━━ Textauszug

OGH vom 21.01.1981, 6Ob815/80
Norm
Kopf
SZ 54/10
Spruch
§ 1 Abs. 3 KSchG ist nicht auf Personen anzuwenden, die bereits allein oder in Gesellschaft mit anderen ein Unternehmen desselben Geschäftszweiges betreiben, dem auch das Unternehmen angehören soll, dessen Betriebsaufnahme vorbereitet wird
(JBl 1981, 482 (Jelinek))(OLG Wien 3 R 183/80; HG Wien 31 Cg 82/80)
Text
Die Klägerin ist eine Handelsgesellschaft, der Beklagte ein Grazer Kaufmann. Das Klagebegehren ist auf Zahlung eines die Gerichtshofgrenze übersteigenden Geldbetrages gerichtet. Es wird auf einen vor dem Inkrafttreten des Konsumentenschutzgesetzes geschlossenen Kauf einer Registrierkasse gestützt. Die Klage wurde am beim Handelsgericht Wien angebracht. Zur (örtlichen) Zuständigkeit dieses Gerichtes berief sich die Klägerin in der Klage darauf, daß als Erfüllungsort und Gerichtsstand Wien vereinbart worden sei. Urkundliche Nachweise dieser behaupteten Vereinbarungen lagen der Klage nicht bei.

━━━━
━━ Ausgangsdaten

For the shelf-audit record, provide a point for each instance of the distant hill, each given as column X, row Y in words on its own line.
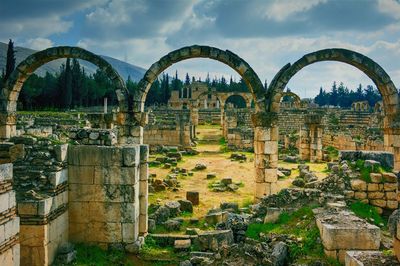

━━━━

Schriftliche Aufgabe A >>
Beantworte anhand der OGH-Entscheidung:
(i) Von welchem Tag stammt die Entscheidung?
(ii) Welcher Gegenstand wurde laut der Klage gekauft?
(iii) Welcher Ort soll nach Angabe der Klägerin als Erfüllungsort und Gerichtsstand vereinbart worden sein?
Schriftliche Aufgabe B >>
Führe die OGH-Entscheidung im Anschluss an ihren letzten Satz fort.

Ergebnis A >>
(i) Vom 21.01.1981.
(ii) Eine Registrierkasse.
(iii) Wien.

Ergebnis B >>
Der Beklagte meldete in der ersten Tagsatzung die Einrede der örtlichen Unzuständigkeit an. Dazu führte er in seiner Klagebeantwortung aus, daß er die Registrierkasse, deren Kaufpreis Klagsgegenstand ist, zur Erstausstattung eines von ihm im Herbst 1979 erworbenen Lokales gekauft habe; er sei Verbraucher im Sinne des Konsumentenschutzgesetzes.
Das Erstgericht führte über die Unzuständigkeitseinrede eine abgesonderte Verhandlung durch. In dieser sagte der Beklagte als Partei zu der damals bereits in den Akten erliegenden Ablichtung des mit datierten Bestellscheines aus, er "ersehe" auf dieser Urkunde seine Unterschrift; zur Zeit seiner Bestellung habe er das gastwirtschaftliche Lokal, in dem etwa ein Jahr kein Betrieb geführt worden sei, renoviert, die gekaufte Kasse sei zwei Tage vor der am erfolgten Lokaleröffnung geliefert und nur in dem neu eröffneten Lokal verwendet worden; er besitze schon seit Jahren gemeinsam mit seiner Ehefrau ein weiteres Lokal.
Während der abgesonderten Verhandlung über die Unzuständigkeitseinrede gelangte die Ablichtung des Bestellscheines zur Verlesung. Sie enthält einleitend einen Hinweis auf allgemeine Geschäftsbedingungen, deren Inhalt dem Gericht allerdings nicht nachgewiesen wurde. Im übrigen enthält diese Urkunde keine Bestimmung über den Erfüllungsort hinsichtlich der Kaufpreisschuld. Unmittelbar vor der Käuferunterschrift enthält der Formularvordruck die Worte: "Gerichtsstand: Wien". Der Beklagte gab zu dieser Urkunde keine Erklärung ab.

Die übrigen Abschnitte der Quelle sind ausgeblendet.